**REQUIRED WORK:**
Extract all data as written.
───── INFORMATION SUPPLIED
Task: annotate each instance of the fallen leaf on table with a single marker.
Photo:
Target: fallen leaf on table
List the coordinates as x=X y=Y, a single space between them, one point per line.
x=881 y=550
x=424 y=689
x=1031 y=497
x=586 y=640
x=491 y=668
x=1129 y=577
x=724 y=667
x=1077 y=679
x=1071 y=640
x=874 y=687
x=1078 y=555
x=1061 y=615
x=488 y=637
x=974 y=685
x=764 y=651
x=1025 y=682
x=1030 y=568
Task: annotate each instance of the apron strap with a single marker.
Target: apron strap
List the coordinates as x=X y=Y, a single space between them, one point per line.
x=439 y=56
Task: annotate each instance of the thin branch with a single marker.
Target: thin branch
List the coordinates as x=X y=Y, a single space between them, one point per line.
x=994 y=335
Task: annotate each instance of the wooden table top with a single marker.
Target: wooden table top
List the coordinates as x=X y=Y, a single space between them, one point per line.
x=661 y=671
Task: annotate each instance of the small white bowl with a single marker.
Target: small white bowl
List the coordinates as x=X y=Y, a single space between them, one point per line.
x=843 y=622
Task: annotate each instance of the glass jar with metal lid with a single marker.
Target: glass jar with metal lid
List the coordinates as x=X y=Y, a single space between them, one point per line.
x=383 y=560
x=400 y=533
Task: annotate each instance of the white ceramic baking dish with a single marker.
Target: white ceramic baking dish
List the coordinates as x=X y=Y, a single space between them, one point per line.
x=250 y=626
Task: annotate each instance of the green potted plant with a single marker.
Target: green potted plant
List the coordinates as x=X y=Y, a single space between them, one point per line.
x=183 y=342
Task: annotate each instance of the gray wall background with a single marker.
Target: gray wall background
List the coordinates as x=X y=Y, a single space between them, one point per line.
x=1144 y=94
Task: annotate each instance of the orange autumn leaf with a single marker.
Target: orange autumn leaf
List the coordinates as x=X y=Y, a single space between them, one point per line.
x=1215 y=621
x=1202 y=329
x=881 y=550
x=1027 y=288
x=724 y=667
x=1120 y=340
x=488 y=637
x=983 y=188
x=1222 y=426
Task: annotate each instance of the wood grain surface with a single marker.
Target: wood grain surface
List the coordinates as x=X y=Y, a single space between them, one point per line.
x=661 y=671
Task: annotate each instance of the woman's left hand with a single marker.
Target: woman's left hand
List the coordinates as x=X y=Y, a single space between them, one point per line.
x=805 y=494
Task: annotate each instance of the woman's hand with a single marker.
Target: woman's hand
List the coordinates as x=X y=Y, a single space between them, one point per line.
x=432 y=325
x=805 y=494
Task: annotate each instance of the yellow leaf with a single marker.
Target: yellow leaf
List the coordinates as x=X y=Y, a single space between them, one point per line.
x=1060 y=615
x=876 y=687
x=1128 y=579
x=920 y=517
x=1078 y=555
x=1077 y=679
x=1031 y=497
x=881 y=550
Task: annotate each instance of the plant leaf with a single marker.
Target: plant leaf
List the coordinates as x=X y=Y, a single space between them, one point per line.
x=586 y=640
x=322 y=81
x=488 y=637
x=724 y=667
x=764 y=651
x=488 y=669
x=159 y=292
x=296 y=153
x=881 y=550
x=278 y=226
──────────
**SOLUTION FOR THIS PROBLEM:**
Task: annotate each instance of the fallen leaf on table with a single marker.
Photo:
Target: fallen leaf on table
List the coordinates as x=X y=Y, a single space between them, one point per line.
x=881 y=550
x=424 y=689
x=1031 y=497
x=586 y=640
x=491 y=668
x=1129 y=577
x=724 y=667
x=1077 y=679
x=1071 y=640
x=874 y=687
x=1078 y=555
x=1061 y=615
x=488 y=637
x=974 y=685
x=764 y=651
x=1025 y=682
x=1030 y=568
Task: annotate each instance of the apron strap with a single marker.
Target: apron strap
List the coordinates as x=X y=Y, a single space between them, one point per line.
x=439 y=56
Task: annotate each instance of the thin branch with a single marker.
Target: thin branch
List the coordinates as x=X y=Y, a single space between them, one point per line.
x=994 y=335
Task: annotate each instance of the wooden table top with a single marker.
Target: wooden table top
List the coordinates as x=X y=Y, a single space between them, one point per line.
x=661 y=671
Task: annotate each instance of the small white bowl with a single marker.
Target: small white bowl
List the coordinates as x=X y=Y, a single space between them, one point per line.
x=843 y=622
Task: annotate each instance of the glass jar with metal lid with a single marker.
Target: glass jar with metal lid
List the coordinates as x=X y=Y, a single space between them, one point per line.
x=383 y=560
x=400 y=533
Task: annotate each instance of the white ceramic baking dish with a single marker.
Target: white ceramic baking dish
List the coordinates as x=X y=Y, a single space between them, one point per line.
x=250 y=626
Task: annotate each instance of the green potted plant with a single marker.
Target: green potted plant
List the coordinates as x=X y=Y, a single space between them, one point per line.
x=183 y=342
Task: annotate each instance of the gray wall background with a single marker.
Target: gray wall background
List the coordinates as x=X y=Y, a single space between them, one point per line.
x=1144 y=94
Task: annotate each instance of the orange autumn leaf with a single marker.
Target: orange autumn leaf
List the coordinates as x=X y=Y, a single space between them, one point per line.
x=1215 y=621
x=1202 y=329
x=881 y=550
x=1027 y=288
x=724 y=667
x=1120 y=340
x=488 y=637
x=983 y=188
x=1222 y=426
Task: annotate each instance of the wood grain surface with a single marker.
Target: wood grain surface
List the coordinates as x=X y=Y, a single space between them, one point per line.
x=661 y=671
Task: annotate each instance of the woman's left hand with a single marker.
Target: woman's left hand
List the coordinates as x=X y=Y, a single space between them, one point per line.
x=805 y=494
Task: annotate each instance of the woman's hand with a single marker.
Target: woman's hand
List the coordinates as x=X y=Y, a single space between them, one point per line.
x=432 y=325
x=805 y=494
Task: annotate each instance of the yellow leaf with a single marker.
Target: yellow leaf
List the coordinates as x=X y=Y, a single space between them, one point per line.
x=1060 y=615
x=876 y=687
x=1128 y=579
x=920 y=517
x=1078 y=555
x=1077 y=679
x=1031 y=497
x=881 y=550
Task: annotate each instance of the plant leaf with a single marker.
Target: plant leaf
List the coordinates as x=X y=Y, a single space between them, one point per line.
x=586 y=640
x=322 y=81
x=488 y=637
x=724 y=667
x=764 y=651
x=488 y=669
x=159 y=292
x=296 y=153
x=881 y=550
x=278 y=226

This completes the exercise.